2008.01.009. ИРОНИЯ МЕЖДУ ДВОЙСТВЕННОСТЬЮ И ДВУЛИЧНОСТЬЮ.
Ironies entre dualité et duplicité / Ed. par Tamine J.G., Marcandier Chr., Vivès V. - Aix-en-Provence: Publications de l’Université de Provence, 2007. - 253 p.
В реферируемом сборнике представлены материалы двух конференций, прошедших в Экс-ан-Провансе (Франция) в 2004 и 2005 гг. Автор предисловия, профессор Провансальского университета Кристина Маркандье, обращает внимание на полисемию понятия «ирония» и, как следствие, на его протеистичность. Тем самым изучение иронии, полагает она, требует от специалистов синтеза различных исторических, межжанровых и трансдисциплинарных методов изучения.
Сборник открывается статьей К. Маркандье «Играющая гильотина: Предсмертный смех». Анализируя сцену, в которой герой Стендаля Ж. Сорель ожидает смертной казни, литературовед обращает внимание на то, что эта сцена точно соответствует понятию «комического катарсиса». «Французская революция кажется определяющим моментом в скрещении насилия и иронии» (с. 14). Гильотина в эпоху большого террора была частью театра: кровавые представления разыгрывались по определенным правилам, «режиссировались». Не случайно романтики часто используют театральную метафору, изображая события тех лет (Ш. Нодье, Ж. Мишле, Э. Сю и др.). Но под иронией К. Маркандье подразумевает не смех парижских гаменов, наблюдающих казни, как у В. Гюго в «Отверженных», а смех, порождаемый жертвами гильотины, представляющими настоящую «комедию смерти». Здесь проступает «ирония судьбы». Так, А. Дюма в «Графине Шарни» описывает восхищение Людовика XVI новым изобретением - гильотиной, его радостный смех по этому поводу - казнь станет гуманней - и советы по усовершенствованию механизма. Читатель эпохи романтизма, зная, как будут развиваться дальнейшие события, ощущает в полной мере иронию судьбы короля.
# # #
▶ ЗАДАНИЕ A
Перепишите дословно фрагмент текста об иронии между словами «В реферируемом сборнике» и «трансдисциплинарных методов изучения.» включительно.
▶ ЗАДАНИЕ B
Перечислите всех писателей-романтиков, которые в тексте об иронии названы как использующие театральную метафору при изображении событий тех лет.
Строки ниже представляют собой отдельный от текста об иронии материал.

Записи о расположении объектов на изображениях
# # #
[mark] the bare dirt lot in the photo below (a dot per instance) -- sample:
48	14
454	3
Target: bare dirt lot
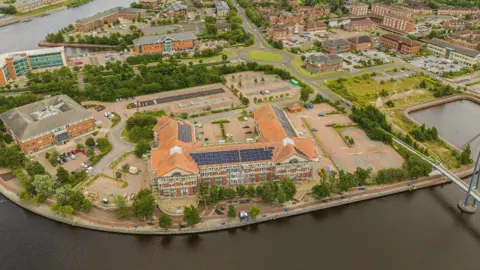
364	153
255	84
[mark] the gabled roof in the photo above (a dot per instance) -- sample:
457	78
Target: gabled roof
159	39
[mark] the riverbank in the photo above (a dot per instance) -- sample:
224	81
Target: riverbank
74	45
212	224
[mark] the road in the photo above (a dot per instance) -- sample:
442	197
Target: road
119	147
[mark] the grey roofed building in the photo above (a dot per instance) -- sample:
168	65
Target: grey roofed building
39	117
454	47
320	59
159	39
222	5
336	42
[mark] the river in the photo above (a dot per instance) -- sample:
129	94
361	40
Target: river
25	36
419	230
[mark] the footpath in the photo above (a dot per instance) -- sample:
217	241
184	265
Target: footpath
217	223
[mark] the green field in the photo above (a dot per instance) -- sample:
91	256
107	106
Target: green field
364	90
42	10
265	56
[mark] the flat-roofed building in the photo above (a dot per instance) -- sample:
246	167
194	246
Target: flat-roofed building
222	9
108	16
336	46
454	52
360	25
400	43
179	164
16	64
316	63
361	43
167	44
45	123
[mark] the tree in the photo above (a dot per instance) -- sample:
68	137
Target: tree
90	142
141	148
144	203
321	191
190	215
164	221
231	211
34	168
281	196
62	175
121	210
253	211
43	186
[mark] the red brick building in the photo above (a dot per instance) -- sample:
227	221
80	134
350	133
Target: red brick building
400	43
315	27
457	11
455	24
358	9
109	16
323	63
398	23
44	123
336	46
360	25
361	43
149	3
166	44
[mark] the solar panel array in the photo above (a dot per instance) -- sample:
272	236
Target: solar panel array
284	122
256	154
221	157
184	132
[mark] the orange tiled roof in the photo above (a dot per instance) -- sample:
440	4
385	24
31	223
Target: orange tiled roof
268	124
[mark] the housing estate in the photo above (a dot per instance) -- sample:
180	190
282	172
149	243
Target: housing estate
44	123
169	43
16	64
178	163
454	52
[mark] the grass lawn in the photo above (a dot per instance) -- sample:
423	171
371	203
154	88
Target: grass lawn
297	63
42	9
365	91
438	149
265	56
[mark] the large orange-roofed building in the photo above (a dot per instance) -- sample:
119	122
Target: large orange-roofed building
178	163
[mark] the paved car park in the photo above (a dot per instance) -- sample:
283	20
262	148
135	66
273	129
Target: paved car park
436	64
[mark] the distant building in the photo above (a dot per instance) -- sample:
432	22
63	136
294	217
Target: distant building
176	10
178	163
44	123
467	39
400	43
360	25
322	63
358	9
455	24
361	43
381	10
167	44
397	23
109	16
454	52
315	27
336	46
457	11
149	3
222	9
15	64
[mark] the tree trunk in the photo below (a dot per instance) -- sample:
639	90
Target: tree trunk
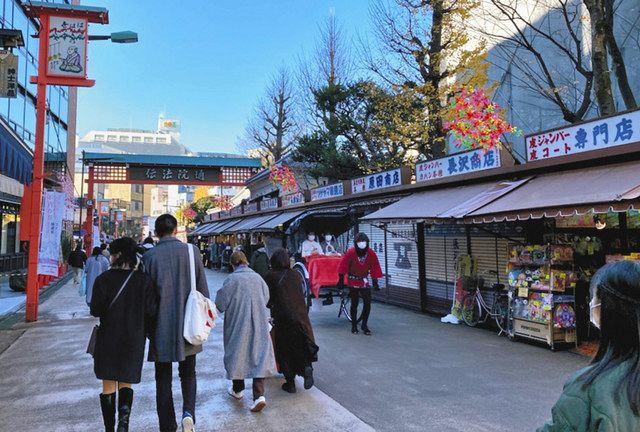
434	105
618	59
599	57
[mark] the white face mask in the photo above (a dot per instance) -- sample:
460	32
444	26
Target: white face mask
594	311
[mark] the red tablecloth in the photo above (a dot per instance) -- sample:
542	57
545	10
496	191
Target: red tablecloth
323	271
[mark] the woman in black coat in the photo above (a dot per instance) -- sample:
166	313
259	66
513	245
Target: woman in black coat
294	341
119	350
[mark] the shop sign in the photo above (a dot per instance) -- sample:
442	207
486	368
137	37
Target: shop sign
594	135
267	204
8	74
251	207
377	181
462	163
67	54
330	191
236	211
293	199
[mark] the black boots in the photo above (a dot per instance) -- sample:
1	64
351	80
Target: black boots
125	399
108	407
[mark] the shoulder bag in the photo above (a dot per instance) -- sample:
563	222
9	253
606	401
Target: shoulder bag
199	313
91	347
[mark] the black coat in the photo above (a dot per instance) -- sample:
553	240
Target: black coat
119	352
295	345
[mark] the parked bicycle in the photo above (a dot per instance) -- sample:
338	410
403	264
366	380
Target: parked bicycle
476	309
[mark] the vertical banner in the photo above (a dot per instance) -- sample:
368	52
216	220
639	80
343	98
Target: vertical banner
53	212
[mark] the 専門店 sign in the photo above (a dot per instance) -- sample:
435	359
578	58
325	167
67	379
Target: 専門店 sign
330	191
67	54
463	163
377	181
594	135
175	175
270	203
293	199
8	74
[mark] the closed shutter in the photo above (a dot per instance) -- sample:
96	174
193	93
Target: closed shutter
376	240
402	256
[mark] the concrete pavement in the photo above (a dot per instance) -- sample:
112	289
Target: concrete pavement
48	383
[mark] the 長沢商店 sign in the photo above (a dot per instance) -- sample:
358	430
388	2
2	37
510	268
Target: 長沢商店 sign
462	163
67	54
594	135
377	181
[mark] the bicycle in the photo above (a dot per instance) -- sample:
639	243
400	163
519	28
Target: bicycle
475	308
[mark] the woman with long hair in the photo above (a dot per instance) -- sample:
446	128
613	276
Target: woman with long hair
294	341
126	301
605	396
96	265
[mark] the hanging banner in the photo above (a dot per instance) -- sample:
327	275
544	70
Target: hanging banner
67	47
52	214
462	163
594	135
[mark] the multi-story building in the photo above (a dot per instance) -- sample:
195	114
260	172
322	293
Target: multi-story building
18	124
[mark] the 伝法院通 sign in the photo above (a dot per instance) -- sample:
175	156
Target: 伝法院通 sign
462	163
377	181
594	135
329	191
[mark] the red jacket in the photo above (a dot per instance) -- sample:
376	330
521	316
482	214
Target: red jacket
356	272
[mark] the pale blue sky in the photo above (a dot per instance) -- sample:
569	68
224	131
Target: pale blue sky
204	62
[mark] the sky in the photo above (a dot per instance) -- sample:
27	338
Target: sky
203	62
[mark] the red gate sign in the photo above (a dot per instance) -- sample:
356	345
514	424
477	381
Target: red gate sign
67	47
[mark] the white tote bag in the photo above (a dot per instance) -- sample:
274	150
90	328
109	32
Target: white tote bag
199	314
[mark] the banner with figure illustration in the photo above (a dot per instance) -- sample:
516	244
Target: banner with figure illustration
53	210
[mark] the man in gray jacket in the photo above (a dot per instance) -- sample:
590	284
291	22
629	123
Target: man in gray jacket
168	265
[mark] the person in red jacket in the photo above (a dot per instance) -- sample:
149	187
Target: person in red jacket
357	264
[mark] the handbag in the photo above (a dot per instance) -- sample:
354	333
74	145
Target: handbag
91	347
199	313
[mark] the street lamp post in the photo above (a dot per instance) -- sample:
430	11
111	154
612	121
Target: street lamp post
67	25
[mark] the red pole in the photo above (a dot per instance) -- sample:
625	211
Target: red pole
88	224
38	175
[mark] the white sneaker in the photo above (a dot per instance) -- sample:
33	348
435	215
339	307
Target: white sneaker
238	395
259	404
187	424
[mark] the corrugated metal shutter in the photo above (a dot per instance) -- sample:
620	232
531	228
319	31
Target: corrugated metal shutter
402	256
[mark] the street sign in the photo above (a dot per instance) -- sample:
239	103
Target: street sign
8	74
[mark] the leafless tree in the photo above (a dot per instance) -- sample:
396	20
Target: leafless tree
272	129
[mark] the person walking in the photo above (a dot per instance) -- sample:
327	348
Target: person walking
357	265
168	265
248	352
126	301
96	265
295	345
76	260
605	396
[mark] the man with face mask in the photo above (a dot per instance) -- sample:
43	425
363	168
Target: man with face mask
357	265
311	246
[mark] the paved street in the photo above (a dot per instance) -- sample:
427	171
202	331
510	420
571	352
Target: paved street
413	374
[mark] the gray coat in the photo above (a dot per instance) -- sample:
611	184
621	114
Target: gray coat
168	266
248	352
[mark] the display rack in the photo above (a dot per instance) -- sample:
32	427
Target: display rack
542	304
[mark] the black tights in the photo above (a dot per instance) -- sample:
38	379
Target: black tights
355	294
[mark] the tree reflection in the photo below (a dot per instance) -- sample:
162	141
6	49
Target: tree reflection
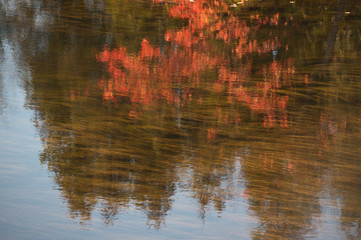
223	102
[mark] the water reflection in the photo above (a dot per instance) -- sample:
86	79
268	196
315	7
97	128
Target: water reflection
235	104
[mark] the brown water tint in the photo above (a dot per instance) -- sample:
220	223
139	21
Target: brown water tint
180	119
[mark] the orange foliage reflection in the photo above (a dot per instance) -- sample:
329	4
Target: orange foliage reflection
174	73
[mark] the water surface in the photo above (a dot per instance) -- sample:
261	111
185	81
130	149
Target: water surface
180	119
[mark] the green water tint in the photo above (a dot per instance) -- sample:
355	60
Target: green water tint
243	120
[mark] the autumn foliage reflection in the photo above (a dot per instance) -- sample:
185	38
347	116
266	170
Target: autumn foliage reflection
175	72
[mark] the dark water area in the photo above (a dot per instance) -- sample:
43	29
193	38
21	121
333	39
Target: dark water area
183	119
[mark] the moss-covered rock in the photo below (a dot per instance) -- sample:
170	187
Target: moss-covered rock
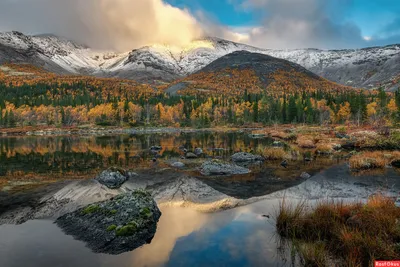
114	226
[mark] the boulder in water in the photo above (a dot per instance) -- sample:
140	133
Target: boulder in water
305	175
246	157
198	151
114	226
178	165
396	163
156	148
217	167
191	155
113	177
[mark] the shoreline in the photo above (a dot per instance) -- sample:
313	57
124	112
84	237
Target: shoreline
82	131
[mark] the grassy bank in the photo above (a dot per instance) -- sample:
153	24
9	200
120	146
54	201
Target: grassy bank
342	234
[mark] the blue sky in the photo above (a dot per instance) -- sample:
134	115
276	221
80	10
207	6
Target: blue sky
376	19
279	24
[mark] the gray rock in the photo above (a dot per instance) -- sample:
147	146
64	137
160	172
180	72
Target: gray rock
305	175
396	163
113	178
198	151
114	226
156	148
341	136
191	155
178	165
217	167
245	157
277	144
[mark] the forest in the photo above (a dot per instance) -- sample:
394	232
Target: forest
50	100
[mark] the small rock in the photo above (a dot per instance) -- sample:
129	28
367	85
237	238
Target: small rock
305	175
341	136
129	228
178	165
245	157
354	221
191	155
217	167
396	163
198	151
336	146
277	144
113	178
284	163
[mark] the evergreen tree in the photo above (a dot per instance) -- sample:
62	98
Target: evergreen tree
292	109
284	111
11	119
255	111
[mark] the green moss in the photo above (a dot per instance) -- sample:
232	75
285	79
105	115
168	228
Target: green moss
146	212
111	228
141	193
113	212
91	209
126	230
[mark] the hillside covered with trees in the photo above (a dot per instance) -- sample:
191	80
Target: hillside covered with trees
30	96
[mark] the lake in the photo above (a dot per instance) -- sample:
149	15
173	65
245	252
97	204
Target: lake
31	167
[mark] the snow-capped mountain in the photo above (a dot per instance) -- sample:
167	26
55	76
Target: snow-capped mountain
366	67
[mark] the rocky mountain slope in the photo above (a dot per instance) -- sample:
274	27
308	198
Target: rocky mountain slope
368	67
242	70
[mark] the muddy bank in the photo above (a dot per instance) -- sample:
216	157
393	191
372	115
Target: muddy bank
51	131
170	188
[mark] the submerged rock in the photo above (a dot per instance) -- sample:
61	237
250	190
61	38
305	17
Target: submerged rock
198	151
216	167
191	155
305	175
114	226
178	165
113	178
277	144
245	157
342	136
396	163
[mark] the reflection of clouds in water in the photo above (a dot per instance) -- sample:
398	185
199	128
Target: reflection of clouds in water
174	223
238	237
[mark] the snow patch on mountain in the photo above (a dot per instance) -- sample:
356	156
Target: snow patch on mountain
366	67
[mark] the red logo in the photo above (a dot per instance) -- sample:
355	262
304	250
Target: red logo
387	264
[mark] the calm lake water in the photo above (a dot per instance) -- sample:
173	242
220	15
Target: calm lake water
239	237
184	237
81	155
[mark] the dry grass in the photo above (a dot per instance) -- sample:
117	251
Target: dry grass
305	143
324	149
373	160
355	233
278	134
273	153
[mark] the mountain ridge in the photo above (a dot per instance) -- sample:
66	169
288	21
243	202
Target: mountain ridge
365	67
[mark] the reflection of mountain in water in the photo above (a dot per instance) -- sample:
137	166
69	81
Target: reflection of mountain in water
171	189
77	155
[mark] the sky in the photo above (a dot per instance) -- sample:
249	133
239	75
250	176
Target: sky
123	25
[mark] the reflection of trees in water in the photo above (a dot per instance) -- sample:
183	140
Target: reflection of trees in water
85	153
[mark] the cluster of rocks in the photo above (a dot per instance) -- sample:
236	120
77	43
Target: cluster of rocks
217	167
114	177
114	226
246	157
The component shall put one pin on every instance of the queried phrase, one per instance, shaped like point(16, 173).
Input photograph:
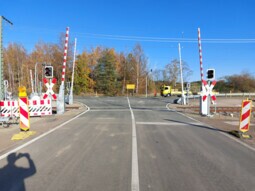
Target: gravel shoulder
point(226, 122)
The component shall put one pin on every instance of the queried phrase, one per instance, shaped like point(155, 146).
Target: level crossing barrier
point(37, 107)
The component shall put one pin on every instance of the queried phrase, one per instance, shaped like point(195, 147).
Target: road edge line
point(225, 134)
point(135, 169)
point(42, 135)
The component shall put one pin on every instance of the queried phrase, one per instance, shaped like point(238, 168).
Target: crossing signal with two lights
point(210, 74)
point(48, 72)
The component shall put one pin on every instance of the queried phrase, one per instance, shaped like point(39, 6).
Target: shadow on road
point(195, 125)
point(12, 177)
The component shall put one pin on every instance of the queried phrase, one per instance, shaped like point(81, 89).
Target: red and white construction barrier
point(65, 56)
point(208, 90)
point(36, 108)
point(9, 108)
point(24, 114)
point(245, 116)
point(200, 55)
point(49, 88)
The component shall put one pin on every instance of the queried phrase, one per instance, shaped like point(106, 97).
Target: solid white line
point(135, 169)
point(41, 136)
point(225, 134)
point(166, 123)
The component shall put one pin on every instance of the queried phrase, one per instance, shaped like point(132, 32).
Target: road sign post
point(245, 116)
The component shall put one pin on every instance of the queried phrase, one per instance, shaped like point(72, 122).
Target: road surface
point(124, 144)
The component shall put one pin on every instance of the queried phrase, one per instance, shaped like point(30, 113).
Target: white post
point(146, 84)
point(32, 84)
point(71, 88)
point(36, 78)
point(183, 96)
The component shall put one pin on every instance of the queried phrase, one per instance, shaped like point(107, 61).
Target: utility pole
# # #
▶ ИТОГОВЫЙ ОТВЕТ A
В реферируемом сборнике представлены материалы двух конференций, прошедших в Экс-ан-Провансе (Франция) в 2004 и 2005 гг. Автор предисловия, профессор Провансальского университета Кристина Маркандье, обращает внимание на полисемию понятия «ирония» и, как следствие, на его протеистичность. Тем самым изучение иронии, полагает она, требует от специалистов синтеза различных исторических, межжанровых и трансдисциплинарных методов изучения.

▶ ИТОГОВЫЙ ОТВЕТ B
Ш. Нодье, Ж. Мишле, Э. Сю.